• [SOURCE MATERIAL]:

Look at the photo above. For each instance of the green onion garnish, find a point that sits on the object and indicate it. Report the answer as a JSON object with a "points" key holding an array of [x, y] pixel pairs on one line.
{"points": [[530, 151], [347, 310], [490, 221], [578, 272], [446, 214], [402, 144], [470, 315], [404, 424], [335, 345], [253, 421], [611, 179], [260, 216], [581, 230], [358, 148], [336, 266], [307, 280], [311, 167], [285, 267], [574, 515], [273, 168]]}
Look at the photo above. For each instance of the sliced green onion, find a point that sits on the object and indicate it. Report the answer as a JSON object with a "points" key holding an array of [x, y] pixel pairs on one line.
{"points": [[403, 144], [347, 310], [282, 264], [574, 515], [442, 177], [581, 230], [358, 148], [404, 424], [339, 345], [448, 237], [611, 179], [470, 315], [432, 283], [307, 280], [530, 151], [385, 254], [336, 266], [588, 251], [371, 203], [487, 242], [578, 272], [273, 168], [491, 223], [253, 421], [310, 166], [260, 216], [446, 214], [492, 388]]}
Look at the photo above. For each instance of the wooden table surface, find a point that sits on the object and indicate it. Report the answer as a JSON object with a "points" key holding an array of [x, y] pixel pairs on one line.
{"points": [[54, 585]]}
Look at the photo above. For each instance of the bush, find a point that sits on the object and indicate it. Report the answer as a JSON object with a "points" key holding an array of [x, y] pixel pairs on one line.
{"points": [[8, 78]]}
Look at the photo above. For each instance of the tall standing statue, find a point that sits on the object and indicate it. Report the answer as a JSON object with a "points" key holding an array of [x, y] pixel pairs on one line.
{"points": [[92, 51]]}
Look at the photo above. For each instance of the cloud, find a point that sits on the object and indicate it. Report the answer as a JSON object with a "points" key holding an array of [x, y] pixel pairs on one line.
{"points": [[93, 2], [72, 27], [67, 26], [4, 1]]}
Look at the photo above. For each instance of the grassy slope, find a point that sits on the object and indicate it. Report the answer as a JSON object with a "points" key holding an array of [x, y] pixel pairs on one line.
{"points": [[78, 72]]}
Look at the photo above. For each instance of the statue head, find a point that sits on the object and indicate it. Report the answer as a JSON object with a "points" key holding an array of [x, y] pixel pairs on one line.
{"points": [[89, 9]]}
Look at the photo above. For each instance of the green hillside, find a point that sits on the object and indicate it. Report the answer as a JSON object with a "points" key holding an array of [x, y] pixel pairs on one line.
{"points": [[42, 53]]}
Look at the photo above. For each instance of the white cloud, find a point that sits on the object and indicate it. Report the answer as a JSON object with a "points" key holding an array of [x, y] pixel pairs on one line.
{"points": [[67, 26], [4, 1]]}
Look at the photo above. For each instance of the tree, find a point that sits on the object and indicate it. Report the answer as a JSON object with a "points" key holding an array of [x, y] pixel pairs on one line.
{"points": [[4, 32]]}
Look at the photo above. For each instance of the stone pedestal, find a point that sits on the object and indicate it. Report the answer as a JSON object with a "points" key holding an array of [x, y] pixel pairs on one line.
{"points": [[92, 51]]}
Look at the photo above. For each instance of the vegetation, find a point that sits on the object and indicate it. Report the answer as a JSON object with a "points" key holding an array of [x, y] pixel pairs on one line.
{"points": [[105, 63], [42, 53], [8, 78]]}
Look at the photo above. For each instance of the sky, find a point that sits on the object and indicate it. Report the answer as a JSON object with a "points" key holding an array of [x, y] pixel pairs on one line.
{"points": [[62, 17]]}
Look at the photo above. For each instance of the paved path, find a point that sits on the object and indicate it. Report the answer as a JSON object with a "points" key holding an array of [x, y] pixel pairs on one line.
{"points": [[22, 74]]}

==

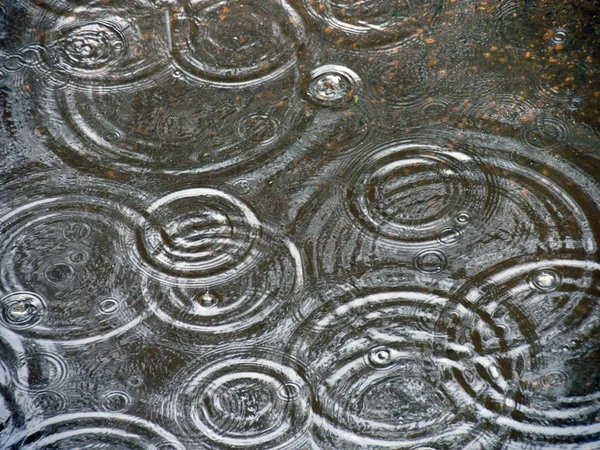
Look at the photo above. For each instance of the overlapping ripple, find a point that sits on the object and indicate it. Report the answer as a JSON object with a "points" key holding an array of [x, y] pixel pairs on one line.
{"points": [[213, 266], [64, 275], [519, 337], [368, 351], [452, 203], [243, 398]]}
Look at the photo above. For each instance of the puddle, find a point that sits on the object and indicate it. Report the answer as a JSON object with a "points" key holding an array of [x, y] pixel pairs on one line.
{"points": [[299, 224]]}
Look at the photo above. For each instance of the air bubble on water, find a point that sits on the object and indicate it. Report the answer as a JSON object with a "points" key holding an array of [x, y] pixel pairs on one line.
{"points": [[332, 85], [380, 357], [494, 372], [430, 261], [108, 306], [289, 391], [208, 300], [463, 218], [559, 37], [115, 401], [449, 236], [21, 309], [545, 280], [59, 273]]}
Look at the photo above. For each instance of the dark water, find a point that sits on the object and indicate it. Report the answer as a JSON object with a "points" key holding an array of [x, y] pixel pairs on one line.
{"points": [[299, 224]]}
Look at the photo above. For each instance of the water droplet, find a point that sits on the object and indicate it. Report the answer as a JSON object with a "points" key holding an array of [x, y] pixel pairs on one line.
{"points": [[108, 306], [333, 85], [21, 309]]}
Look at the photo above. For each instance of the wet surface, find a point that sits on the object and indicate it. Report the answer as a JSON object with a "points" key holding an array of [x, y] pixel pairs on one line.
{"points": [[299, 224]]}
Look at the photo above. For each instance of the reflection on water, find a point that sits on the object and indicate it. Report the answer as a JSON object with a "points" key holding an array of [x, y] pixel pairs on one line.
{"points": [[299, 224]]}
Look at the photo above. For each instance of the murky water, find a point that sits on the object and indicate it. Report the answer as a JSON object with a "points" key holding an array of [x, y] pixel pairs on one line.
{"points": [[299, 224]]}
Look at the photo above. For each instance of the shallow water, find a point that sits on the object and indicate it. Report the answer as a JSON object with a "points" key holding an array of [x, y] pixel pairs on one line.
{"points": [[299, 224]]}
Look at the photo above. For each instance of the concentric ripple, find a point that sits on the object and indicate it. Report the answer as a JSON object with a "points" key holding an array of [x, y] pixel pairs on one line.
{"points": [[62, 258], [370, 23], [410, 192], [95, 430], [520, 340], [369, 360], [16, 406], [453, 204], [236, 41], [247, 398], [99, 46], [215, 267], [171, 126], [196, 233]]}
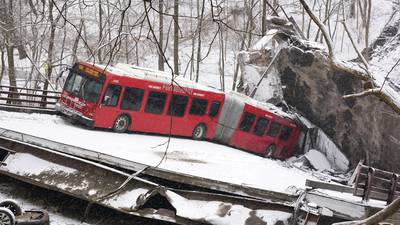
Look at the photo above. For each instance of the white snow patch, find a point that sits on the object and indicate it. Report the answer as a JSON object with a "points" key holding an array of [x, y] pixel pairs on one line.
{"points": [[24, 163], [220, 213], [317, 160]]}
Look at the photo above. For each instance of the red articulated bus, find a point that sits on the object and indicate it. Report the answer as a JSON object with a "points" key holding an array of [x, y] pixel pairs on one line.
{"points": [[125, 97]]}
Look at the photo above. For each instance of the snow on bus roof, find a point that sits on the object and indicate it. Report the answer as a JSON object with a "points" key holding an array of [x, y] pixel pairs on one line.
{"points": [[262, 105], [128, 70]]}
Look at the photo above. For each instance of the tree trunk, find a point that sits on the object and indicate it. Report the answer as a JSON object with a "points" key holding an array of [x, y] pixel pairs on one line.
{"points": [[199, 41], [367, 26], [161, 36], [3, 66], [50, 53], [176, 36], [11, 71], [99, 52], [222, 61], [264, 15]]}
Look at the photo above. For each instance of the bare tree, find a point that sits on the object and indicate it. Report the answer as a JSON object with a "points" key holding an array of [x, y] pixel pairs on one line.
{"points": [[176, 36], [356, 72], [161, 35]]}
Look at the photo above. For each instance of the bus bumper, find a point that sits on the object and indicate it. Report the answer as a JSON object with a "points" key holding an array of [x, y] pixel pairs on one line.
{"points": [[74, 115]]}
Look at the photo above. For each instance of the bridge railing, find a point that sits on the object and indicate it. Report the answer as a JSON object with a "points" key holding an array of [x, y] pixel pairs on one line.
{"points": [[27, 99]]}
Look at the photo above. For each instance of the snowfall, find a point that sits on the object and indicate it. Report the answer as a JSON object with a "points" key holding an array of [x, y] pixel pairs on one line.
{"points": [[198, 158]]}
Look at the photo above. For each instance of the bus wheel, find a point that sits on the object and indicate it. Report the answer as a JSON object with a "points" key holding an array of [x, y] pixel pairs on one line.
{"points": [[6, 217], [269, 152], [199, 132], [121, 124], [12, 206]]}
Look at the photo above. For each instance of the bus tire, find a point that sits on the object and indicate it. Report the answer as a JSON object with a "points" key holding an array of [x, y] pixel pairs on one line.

--

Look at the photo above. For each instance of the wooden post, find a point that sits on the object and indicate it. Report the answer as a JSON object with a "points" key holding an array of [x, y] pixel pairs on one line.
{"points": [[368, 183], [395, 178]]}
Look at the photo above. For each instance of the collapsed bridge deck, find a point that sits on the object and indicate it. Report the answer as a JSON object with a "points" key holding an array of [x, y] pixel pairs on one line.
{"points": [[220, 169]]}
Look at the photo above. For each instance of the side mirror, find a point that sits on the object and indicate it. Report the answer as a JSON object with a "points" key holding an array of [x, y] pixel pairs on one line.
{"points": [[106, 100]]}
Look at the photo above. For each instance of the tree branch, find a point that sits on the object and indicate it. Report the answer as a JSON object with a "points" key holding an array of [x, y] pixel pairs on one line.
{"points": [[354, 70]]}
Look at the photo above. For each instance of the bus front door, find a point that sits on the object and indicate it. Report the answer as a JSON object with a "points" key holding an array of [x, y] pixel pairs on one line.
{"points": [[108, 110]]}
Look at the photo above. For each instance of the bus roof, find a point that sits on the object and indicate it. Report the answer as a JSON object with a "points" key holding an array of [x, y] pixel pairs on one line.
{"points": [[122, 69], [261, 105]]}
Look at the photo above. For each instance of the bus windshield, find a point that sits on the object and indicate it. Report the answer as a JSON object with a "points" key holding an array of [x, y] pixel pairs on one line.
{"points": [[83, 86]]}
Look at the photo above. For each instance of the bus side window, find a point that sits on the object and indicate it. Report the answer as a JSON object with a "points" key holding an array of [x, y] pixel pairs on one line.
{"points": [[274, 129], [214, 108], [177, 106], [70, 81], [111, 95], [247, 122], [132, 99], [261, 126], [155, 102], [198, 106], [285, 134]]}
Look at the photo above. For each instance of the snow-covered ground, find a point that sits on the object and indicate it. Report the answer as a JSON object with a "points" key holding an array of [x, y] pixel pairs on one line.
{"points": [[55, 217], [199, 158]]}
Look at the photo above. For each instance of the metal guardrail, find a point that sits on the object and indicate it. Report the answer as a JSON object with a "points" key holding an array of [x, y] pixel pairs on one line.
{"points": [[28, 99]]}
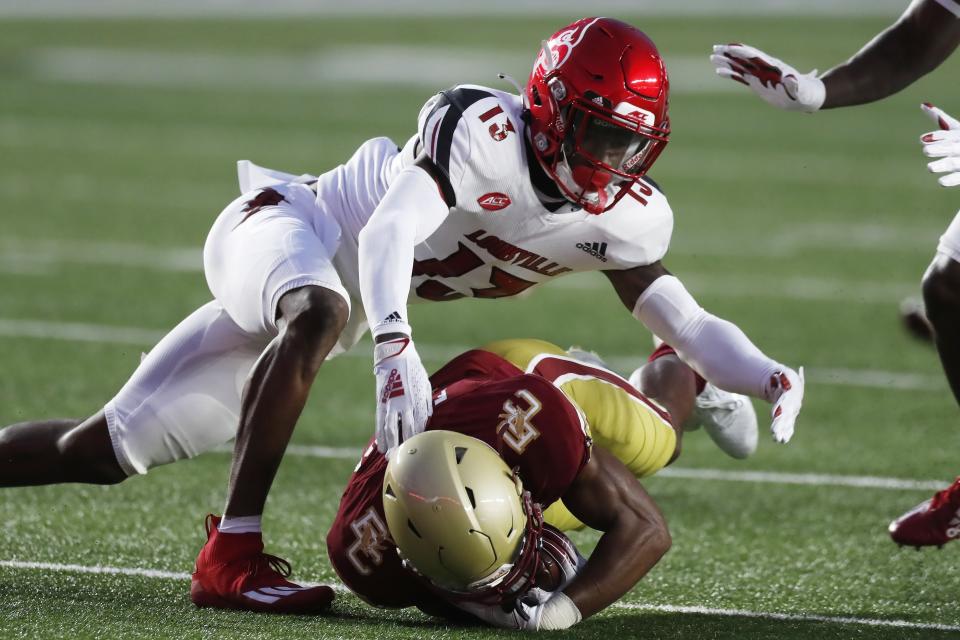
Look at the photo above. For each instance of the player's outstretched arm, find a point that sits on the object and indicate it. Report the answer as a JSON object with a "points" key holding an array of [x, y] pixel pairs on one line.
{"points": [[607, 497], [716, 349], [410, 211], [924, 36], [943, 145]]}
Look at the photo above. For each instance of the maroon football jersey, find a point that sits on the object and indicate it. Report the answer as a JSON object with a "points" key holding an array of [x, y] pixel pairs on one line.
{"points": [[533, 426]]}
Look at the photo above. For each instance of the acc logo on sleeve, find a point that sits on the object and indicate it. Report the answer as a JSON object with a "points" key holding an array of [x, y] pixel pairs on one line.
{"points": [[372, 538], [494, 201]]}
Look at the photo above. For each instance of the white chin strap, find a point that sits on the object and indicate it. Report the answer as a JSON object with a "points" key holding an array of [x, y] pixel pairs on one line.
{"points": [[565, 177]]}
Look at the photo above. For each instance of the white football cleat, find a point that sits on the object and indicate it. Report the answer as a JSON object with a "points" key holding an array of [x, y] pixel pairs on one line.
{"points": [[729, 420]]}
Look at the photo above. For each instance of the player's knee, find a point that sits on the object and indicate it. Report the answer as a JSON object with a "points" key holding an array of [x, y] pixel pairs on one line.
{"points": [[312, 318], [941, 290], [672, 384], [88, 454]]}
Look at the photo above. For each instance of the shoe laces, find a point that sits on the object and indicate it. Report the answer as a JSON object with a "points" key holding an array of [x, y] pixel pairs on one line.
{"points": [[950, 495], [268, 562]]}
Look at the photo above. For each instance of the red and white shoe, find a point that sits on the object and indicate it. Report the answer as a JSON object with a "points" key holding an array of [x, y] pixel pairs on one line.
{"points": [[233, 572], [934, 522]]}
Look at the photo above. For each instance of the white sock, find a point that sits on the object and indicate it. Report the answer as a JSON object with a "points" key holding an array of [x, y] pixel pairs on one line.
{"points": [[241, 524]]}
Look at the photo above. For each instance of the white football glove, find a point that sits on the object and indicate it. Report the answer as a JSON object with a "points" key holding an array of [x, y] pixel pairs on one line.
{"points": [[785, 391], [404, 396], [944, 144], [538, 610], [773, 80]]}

• [EXERCISE REQUIREMENTS]: Please show each line of the material above that contains the string "bumper", counting only matches with the same uppercase and lowercase letters.

• [SOLUTION]:
Look at the photo above. For each instance of the bus bumper, find a point that sits on the object and indicate it. Report the answer as a JSON object with a "points" key holding an array of [x, y] pixel pairs on one line.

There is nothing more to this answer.